## start
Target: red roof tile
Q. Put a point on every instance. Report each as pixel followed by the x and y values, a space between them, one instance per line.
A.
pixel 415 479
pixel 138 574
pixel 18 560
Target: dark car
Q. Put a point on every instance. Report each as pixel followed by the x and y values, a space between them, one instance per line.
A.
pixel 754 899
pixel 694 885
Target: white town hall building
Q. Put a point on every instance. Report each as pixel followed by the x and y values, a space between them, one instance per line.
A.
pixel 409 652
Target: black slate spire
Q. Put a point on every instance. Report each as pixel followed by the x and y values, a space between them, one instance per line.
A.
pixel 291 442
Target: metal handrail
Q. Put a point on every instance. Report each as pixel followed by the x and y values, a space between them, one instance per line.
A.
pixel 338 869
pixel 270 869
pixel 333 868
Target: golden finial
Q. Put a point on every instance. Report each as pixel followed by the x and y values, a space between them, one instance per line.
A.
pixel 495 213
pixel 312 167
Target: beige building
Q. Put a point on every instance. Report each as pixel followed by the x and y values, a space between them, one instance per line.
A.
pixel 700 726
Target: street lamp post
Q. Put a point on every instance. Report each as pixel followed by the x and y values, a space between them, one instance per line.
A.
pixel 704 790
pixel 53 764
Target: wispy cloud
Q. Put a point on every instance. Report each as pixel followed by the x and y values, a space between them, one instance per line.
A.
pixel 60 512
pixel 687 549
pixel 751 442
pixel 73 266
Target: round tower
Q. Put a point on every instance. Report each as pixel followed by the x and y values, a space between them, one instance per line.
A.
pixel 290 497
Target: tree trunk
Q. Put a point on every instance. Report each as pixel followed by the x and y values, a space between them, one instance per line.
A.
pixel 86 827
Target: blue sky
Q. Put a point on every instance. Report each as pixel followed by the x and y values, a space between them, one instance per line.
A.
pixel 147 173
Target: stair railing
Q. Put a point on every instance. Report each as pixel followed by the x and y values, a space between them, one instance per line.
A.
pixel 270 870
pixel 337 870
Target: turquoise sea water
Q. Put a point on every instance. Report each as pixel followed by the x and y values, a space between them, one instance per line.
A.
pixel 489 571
## end
GIVEN REQUEST ::
Recast all of the material above as a JSON list of strings, one string per line, leaving out any blank lines.

RESPONSE TO THIS EXERCISE ::
[
  "Target: red roof tile",
  "Q. Put a point on every instance. Report each as pixel followed by the x and y values, a space between them, one instance per line.",
  "A.",
  "pixel 415 479",
  "pixel 138 574",
  "pixel 18 560",
  "Target: dark car",
  "Q. Put a point on every instance. Report each as pixel followed by the x and y values, a space between them, one instance per line.",
  "A.",
  "pixel 754 899",
  "pixel 694 885",
  "Target: white town hall building",
  "Q. Put a point on every instance. Report each as pixel followed by the x and y values, a space between them, one instance per line.",
  "A.",
  "pixel 409 652",
  "Target: black slate spire",
  "Q. Put a point on every instance. Report each as pixel followed by the x and y values, a space between them, one instance per line.",
  "A.",
  "pixel 291 442",
  "Target: metal handrail",
  "Q. Put a point on every instance. Report each as pixel followed by the x and y values, a space between them, one instance per line.",
  "A.",
  "pixel 338 869",
  "pixel 270 869",
  "pixel 333 868",
  "Target: golden finial",
  "Q. Put a point on every instance. Report each as pixel followed by the x and y values, a space between them, one instance per line.",
  "A.",
  "pixel 495 213",
  "pixel 312 167",
  "Target: beige building",
  "Q. Put a point on every instance. Report each as pixel followed by the x and y values, a space between them, one instance per line.",
  "A.",
  "pixel 700 726",
  "Target: street lamp post",
  "Q. Put a point on every instance. Report each as pixel followed by the x and y values, a space between them, one instance per line.",
  "A.",
  "pixel 704 790",
  "pixel 53 764",
  "Target: wispy cloud",
  "Q. Put a point on every instance. Report each as pixel followed by the x and y values, a space between them, one instance per line.",
  "A.",
  "pixel 60 512",
  "pixel 687 549",
  "pixel 751 442",
  "pixel 73 266",
  "Target: round tower",
  "Q. Put a point on every instance. Report each as pixel followed by the x and y values, a space between them, one instance per line.",
  "A.",
  "pixel 290 497",
  "Target: tree trunk",
  "Q. Put a point on every instance. Report each as pixel followed by the x and y values, a space between them, one instance per line.",
  "A.",
  "pixel 86 827",
  "Target: blue sky",
  "Q. Put a point on every instance. Report each as pixel followed by the x and y values, a space between them, one instance per line.",
  "A.",
  "pixel 147 173",
  "Target: stair railing",
  "Q. Put a point on every instance. Report each as pixel followed by the x and y values, a space between them, one instance per line.",
  "A.",
  "pixel 270 870",
  "pixel 337 870",
  "Target: turquoise sea water",
  "Q. Put a point on every instance. Report each as pixel followed by the x and y values, a space between them, one instance per line.",
  "A.",
  "pixel 489 571"
]